### What is expected
In the passage on Pakistan's industrial water management, what share of its wastewater does Pakistan treat?

Pakistan is not without policies. The Pakistan Environmental Protection Act (1997) and the National Water Policy (2018) both highlight the need for sustainable industrial water management. However, implementation remains dismal. Provincial Environmental Protection Agencies (EPAs) lack resources, staffing, and political backing. Even when legal action is taken, penalties are too lenient to deter offenders. There exists impunity with which industries pollute, enabled by governance gaps and weak accountability.
Pakistan’s performance lags far behind regional peers.
India treats around 30 percent of its industrial wastewater, while Vietnam treats nearly 40 percent. Both countries have introduced sector-specific efficiency benchmarks, water pricing mechanisms, and incentives for recycling. Pakistan, by contrast, treats less than 5 percent of its wastewater and lacks any sectoral efficiency norms.
This failure to benchmark and adopt best practices leaves Pakistan with an industrial base that is water-inefficient, environmentally damaging, and globally uncompetitive.

### Provided data
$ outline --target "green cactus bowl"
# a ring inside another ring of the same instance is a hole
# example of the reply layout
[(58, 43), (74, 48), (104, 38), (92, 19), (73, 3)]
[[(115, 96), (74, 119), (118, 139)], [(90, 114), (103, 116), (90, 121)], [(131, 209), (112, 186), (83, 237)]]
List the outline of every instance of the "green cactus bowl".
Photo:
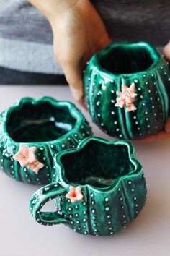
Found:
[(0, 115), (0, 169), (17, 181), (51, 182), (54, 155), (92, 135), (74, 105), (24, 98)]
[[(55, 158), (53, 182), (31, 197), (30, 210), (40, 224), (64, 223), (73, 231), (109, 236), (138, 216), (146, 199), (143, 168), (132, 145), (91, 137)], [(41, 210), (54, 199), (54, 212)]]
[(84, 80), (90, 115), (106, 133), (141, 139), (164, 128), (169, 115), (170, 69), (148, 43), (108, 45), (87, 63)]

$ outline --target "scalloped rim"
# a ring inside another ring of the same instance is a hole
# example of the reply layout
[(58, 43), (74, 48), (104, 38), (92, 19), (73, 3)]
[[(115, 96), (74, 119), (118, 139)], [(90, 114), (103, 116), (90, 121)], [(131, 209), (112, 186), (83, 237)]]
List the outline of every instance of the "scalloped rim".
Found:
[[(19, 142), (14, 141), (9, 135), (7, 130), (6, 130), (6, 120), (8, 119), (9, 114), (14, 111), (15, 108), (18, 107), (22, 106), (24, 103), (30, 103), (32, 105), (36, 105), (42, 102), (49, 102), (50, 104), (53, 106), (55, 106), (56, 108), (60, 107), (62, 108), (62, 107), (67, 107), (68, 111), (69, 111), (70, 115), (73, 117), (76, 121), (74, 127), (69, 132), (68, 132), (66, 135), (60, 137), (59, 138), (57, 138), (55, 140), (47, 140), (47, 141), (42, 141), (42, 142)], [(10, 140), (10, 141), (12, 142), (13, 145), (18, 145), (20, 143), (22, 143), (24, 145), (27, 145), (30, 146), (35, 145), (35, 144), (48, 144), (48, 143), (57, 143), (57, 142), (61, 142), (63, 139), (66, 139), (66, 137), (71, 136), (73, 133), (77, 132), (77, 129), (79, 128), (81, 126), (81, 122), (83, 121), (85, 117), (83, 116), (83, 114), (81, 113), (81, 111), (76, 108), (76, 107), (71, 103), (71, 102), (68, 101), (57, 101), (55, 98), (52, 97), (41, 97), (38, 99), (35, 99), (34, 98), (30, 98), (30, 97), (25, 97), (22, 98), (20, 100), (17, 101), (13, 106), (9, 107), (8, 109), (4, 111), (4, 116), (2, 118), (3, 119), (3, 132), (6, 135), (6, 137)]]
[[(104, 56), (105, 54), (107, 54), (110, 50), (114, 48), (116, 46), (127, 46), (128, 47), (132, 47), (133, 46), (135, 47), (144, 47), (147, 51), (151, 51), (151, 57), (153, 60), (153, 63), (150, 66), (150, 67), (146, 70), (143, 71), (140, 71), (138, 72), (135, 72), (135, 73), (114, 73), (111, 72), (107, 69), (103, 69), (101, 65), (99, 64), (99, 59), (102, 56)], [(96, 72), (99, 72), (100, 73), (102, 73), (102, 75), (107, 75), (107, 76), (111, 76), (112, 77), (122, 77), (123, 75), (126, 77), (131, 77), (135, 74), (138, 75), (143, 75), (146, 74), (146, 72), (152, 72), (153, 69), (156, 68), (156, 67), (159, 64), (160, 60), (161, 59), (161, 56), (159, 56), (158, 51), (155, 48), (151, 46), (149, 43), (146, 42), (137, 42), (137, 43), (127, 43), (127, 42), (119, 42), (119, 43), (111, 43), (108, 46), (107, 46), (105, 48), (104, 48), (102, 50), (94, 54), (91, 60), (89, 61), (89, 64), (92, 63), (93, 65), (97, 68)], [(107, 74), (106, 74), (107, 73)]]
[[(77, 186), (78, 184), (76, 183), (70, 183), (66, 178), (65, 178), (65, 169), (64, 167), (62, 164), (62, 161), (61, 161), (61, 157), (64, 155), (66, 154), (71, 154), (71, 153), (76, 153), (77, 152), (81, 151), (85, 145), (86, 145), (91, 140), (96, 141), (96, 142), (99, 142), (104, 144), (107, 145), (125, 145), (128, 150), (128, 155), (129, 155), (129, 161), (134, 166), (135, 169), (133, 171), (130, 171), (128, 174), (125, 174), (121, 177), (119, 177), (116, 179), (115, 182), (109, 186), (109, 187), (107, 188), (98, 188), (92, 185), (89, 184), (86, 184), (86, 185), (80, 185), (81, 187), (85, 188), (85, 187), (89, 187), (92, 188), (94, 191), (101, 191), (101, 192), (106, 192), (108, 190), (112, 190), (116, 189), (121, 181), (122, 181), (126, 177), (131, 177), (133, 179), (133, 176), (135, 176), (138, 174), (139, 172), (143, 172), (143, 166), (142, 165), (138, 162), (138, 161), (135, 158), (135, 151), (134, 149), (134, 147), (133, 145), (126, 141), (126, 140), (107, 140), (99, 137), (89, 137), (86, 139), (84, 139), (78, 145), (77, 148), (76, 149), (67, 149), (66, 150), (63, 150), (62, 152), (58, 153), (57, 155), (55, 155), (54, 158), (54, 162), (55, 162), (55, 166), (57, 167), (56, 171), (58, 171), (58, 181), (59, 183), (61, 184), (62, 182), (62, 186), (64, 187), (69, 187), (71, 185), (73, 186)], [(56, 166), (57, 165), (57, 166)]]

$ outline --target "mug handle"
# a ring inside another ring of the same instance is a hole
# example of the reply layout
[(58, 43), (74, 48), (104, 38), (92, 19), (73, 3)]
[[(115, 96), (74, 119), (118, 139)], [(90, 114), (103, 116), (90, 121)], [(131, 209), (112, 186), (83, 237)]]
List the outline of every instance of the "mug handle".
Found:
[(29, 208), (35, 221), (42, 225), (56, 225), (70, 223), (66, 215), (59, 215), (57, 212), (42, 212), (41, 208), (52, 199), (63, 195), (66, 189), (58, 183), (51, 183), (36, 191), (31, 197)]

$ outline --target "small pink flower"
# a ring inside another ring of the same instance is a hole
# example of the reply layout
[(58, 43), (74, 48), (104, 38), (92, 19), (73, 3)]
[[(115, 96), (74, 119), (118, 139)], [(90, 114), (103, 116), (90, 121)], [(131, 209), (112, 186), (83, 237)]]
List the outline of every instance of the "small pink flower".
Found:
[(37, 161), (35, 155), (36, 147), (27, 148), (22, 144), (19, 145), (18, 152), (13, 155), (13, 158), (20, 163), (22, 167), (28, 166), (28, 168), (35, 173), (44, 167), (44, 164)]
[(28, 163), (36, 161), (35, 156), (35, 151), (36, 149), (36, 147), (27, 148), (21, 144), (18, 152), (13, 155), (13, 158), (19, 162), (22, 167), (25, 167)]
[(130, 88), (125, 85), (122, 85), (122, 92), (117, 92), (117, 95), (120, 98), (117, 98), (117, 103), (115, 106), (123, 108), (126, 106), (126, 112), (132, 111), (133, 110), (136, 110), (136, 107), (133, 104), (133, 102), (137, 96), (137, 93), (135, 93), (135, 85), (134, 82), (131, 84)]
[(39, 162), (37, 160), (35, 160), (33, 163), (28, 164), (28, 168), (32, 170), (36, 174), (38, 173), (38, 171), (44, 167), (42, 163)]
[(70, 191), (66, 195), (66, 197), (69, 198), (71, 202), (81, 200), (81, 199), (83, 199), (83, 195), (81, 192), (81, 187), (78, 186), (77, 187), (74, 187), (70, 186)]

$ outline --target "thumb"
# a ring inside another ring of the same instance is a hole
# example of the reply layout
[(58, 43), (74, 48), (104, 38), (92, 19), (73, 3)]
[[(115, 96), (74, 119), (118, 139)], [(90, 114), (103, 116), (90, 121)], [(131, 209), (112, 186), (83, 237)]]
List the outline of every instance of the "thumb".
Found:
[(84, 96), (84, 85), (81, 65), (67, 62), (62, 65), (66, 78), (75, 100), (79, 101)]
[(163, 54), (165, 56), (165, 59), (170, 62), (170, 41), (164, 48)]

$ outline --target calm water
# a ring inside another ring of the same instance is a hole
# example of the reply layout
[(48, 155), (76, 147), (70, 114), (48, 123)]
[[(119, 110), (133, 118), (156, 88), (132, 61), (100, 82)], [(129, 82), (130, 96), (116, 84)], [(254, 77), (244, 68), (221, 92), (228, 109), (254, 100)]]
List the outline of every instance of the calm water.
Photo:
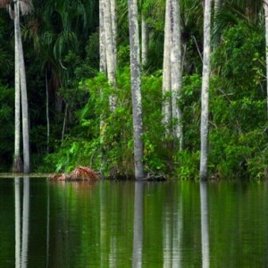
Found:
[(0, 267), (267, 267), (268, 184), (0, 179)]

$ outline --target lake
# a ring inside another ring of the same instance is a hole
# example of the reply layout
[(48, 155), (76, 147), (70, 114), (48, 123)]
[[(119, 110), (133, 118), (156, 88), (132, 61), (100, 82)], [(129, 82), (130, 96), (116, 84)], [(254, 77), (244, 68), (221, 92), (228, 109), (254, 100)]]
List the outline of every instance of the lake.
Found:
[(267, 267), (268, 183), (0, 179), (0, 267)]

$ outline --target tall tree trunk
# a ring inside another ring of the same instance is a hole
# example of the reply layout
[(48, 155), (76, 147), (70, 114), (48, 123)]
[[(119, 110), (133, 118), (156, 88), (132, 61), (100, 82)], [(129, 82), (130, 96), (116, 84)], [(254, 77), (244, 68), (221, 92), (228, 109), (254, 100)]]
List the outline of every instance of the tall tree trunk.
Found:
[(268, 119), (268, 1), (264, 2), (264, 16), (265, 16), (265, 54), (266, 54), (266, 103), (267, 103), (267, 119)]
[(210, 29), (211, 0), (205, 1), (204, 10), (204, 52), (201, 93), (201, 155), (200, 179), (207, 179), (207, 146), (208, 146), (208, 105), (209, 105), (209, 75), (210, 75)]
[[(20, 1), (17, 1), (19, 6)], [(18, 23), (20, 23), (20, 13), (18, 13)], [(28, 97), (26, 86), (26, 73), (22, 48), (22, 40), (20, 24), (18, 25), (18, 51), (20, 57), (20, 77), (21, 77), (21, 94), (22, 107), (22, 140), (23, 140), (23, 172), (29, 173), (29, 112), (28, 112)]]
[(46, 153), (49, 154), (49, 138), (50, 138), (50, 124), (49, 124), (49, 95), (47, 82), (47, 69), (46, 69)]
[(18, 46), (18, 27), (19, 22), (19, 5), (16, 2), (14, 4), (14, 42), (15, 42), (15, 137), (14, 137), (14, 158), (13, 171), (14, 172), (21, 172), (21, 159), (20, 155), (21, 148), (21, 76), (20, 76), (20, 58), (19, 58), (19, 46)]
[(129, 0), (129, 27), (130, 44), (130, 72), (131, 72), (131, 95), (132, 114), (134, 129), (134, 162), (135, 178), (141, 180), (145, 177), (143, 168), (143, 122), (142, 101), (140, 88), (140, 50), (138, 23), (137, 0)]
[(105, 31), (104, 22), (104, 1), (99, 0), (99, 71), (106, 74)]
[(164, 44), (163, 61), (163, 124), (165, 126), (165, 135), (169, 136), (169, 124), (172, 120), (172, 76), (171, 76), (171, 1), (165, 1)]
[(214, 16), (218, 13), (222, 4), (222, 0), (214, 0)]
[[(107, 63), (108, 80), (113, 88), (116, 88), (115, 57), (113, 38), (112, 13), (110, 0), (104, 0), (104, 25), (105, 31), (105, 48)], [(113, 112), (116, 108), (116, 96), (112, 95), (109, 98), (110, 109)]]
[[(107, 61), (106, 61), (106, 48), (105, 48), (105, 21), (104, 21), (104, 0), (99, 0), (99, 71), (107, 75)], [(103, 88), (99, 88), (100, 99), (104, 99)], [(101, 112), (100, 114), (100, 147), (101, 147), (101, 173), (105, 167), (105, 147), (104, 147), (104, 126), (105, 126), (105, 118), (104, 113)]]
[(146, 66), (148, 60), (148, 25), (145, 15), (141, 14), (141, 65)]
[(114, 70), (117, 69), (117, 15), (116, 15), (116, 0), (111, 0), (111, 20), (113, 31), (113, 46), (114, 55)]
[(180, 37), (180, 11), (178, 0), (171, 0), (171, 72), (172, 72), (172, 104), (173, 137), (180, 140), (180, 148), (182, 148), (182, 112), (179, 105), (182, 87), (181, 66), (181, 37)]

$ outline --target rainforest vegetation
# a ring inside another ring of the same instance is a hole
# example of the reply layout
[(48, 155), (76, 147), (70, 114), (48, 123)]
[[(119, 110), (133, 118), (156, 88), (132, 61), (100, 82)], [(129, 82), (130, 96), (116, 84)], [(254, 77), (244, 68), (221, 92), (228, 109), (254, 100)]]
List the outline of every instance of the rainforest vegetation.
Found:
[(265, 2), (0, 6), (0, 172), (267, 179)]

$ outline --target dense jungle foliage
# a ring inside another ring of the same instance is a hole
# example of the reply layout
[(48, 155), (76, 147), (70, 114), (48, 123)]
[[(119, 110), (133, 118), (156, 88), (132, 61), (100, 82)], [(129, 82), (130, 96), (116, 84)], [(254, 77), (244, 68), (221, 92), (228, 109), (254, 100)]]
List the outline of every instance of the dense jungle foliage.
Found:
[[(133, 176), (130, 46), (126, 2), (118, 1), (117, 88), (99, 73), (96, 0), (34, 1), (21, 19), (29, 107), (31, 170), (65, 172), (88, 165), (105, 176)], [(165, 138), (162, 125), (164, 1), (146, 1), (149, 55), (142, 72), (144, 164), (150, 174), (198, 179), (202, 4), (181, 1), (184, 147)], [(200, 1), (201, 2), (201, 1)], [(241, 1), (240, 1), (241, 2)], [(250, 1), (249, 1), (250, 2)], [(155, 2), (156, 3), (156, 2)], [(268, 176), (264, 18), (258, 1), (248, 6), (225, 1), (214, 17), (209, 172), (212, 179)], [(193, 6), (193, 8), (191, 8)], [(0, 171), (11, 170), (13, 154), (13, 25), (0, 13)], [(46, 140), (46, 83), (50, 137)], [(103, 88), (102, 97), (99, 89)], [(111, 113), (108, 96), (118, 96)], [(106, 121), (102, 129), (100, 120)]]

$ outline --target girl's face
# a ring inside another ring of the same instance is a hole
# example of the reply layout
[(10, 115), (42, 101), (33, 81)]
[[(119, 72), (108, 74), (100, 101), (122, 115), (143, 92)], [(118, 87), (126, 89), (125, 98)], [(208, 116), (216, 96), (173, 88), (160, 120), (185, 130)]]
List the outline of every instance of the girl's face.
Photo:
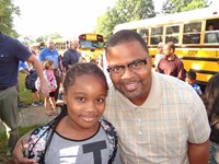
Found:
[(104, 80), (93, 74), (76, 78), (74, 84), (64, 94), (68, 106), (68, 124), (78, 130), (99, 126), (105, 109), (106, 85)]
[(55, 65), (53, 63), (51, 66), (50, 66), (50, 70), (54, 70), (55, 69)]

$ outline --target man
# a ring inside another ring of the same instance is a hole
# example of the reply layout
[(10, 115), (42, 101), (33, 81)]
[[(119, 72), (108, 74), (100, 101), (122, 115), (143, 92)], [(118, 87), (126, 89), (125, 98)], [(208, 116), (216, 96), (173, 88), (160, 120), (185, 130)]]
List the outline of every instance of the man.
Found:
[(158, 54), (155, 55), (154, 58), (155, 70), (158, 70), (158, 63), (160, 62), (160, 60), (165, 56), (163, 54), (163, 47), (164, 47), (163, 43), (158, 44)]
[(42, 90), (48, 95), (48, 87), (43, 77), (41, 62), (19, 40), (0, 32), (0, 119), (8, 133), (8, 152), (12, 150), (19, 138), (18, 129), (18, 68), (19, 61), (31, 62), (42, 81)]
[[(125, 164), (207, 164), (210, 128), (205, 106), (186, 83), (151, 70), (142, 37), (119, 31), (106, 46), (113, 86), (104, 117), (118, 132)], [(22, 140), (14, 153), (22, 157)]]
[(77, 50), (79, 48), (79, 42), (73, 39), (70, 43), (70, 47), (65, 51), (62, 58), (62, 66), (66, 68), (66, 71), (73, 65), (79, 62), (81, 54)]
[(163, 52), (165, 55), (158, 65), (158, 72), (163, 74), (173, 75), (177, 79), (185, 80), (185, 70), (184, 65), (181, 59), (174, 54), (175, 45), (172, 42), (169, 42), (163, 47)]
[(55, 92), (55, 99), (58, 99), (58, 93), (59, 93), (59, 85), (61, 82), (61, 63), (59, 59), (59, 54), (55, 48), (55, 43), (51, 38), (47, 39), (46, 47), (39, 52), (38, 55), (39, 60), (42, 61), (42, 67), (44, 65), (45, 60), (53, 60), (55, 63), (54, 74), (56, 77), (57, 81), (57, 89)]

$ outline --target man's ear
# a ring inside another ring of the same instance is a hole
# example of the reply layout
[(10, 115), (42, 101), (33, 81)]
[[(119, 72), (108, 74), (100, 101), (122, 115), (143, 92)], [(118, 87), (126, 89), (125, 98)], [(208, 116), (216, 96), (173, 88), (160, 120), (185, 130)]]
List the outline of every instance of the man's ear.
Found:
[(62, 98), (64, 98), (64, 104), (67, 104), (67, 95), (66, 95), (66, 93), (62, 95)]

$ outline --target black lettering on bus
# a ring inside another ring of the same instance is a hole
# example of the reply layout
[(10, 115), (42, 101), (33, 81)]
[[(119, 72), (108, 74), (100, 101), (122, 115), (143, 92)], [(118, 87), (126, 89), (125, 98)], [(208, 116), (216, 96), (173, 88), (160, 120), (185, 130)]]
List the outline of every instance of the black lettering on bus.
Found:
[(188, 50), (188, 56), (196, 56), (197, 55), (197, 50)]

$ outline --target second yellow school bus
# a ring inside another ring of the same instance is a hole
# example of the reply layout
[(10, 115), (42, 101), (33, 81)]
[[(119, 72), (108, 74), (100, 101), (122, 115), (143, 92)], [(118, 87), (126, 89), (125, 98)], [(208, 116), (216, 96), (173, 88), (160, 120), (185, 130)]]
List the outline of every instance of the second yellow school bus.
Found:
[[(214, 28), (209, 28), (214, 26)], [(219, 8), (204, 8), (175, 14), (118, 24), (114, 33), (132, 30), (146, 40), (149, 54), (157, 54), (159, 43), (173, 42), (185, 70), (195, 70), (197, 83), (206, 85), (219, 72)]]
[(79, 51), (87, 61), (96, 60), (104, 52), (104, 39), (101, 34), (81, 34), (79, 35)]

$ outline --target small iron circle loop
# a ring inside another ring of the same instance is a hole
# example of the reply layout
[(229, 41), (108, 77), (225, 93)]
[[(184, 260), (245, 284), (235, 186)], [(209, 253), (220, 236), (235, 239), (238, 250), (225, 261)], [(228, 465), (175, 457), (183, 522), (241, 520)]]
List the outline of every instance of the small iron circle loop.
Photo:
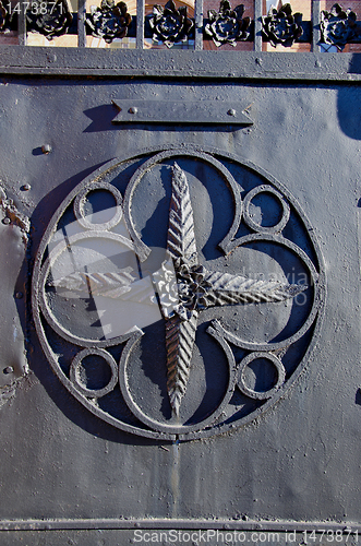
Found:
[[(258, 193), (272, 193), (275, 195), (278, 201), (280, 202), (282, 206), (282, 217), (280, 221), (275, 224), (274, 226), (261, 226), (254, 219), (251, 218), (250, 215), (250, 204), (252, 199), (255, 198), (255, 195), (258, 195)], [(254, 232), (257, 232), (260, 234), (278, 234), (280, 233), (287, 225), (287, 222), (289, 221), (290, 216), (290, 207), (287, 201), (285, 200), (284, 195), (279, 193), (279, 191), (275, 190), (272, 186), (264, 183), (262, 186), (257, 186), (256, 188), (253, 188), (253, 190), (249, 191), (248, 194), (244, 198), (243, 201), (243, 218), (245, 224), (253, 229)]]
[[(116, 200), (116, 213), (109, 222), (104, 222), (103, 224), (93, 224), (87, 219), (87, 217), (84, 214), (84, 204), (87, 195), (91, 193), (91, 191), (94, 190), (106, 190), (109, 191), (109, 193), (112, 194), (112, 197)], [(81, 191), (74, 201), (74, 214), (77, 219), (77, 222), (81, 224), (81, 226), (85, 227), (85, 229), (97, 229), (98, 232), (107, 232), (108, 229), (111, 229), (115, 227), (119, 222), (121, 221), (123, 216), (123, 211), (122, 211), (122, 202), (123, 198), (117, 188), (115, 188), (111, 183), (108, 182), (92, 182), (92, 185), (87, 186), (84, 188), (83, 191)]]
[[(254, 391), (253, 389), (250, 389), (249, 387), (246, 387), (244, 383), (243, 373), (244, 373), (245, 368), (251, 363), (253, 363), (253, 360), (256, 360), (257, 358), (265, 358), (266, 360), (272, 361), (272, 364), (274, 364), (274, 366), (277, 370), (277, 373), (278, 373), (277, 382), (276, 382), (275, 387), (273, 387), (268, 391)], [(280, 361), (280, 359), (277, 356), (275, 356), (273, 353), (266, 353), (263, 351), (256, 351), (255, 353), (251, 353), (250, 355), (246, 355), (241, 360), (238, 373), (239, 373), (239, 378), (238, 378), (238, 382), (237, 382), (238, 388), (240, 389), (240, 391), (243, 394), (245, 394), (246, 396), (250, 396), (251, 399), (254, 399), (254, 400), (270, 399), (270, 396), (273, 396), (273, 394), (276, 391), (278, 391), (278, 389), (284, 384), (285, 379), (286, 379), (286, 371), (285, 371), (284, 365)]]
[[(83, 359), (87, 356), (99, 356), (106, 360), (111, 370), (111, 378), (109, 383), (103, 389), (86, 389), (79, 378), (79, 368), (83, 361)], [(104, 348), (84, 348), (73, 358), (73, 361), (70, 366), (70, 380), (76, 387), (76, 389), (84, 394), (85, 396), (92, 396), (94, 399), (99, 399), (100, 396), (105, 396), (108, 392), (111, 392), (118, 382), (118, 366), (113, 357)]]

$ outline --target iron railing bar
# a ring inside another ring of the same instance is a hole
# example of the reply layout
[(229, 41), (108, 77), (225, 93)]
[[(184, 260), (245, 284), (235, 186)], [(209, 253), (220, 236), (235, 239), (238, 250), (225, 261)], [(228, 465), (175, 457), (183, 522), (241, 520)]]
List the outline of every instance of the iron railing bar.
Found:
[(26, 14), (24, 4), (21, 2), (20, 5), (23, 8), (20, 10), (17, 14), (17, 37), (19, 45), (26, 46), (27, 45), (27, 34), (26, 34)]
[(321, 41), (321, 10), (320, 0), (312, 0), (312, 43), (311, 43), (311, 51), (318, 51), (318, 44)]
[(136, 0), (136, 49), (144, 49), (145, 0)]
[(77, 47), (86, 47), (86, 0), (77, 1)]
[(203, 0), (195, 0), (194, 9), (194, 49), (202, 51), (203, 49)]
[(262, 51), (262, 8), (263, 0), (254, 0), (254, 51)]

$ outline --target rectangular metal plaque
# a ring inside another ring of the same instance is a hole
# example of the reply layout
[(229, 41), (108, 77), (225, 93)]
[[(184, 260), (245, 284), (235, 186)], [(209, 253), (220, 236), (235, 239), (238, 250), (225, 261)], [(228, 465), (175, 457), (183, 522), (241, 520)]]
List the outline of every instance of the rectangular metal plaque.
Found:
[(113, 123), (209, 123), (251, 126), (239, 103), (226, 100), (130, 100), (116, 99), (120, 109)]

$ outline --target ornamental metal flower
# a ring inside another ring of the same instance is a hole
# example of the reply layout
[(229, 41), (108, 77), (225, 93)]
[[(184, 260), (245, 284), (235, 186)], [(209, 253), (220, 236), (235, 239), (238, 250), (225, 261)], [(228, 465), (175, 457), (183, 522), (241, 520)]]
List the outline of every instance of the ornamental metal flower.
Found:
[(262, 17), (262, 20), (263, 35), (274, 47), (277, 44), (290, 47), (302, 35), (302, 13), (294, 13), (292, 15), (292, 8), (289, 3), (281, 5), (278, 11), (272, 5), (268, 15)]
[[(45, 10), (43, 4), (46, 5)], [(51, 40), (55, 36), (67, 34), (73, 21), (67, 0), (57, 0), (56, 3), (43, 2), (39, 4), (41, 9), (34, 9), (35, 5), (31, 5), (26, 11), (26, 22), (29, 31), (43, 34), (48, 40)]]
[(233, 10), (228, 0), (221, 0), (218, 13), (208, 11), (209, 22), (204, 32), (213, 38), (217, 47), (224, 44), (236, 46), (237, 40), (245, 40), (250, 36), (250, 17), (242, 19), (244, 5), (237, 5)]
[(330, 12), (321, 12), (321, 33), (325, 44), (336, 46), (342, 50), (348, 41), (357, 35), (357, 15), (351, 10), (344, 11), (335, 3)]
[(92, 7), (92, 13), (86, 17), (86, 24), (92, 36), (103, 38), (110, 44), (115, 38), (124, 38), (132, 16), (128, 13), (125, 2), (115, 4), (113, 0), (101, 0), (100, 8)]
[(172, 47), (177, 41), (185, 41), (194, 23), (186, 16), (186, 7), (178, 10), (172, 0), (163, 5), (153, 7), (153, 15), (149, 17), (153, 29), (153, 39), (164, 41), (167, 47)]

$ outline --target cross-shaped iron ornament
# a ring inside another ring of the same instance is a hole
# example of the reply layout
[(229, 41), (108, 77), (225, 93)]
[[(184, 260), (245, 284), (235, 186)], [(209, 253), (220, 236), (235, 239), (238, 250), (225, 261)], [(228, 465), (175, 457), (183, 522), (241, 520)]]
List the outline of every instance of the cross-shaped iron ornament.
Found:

### Completed task
Less than 5 percent.